▶ [PROBLEM A]
Using the cyber security excerpt, say whether each statement agrees with it: (i) Ransomware encrypts a computer's files until a ransom is paid; (ii) Many manufacturers have always treated cyber security as a priority; (iii) Malware usually gets onto a computer without any action from a user. For each, answer yes or no and quote the words that decide it.
▶ [PROBLEM B]
According to the cyber security excerpt, which types of programs does the term malware cover?

:: DOCUMENT EXCERPT

Unfortunately many manufacturers never saw cyber security as a priority in the past, however this is starting to change due to the emergence of recent attacks on businesses. Add this to the fact that the internet and machinery in general are becoming more connected with the Industrial Internet of Things (IioT), this means that manufacturers are becoming increasingly at risk of having their operations compromised by a cyber attack.
Techniques used by cyber criminals to access or disable a company’s systems include:
Malware – Short for Malicious Software, is specifically designed to disrupt, damage, or gain authorized access to a computer system. This term covers numerous types of programs including Trojan Horses, Viruses and Worms. Malware can enable a computer to be remotely controlled by a third party, monitor your actions and keystrokes or secretly send confidential information and data to another machine or network the attacker wants. In order for malware to get onto your computer, the attacker generally relies on a user to take action to install the download. This can be done by clicking a link or opening an attachment.
Ransomware – Another form of Malware except this program will encrypt the computers files until a ransom is paid to the attacker who will then decrypt your files.

::::
:: INFORMATION

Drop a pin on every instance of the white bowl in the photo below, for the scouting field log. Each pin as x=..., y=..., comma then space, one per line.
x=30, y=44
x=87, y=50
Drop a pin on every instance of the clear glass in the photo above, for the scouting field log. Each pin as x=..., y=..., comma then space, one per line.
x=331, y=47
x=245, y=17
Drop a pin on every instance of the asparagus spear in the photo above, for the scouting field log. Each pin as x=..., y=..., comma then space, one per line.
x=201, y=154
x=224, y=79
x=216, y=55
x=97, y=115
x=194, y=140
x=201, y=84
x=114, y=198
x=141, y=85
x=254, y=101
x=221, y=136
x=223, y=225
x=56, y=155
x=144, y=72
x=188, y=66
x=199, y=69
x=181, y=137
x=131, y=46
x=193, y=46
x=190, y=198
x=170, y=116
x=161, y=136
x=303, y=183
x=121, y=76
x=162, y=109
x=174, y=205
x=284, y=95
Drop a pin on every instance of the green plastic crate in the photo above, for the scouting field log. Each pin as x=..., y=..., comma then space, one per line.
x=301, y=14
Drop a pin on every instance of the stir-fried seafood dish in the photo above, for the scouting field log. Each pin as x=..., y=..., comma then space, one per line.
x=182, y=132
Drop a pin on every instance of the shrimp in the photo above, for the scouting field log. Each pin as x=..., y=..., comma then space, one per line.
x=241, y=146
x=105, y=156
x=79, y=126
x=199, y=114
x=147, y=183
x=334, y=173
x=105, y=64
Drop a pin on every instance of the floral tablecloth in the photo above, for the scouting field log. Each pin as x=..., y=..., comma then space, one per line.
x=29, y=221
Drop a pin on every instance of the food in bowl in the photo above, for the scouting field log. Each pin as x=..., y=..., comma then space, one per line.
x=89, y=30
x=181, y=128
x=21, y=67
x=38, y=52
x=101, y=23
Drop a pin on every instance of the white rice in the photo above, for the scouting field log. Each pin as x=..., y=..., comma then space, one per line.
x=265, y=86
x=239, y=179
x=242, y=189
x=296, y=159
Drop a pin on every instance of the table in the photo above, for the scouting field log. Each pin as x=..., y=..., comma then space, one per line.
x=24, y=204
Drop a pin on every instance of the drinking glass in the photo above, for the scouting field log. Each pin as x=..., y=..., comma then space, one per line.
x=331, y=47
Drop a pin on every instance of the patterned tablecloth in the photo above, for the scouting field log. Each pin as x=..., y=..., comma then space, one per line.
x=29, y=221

::::

▶ [WRITTEN REPLY A]
(i) Yes: "this program will encrypt the computers files until a ransom is paid to the attacker"
(ii) No: "many manufacturers never saw cyber security as a priority in the past"
(iii) No: "the attacker generally relies on a user to take action to install the download"

▶ [WRITTEN REPLY B]
Trojan Horses, Viruses and Worms.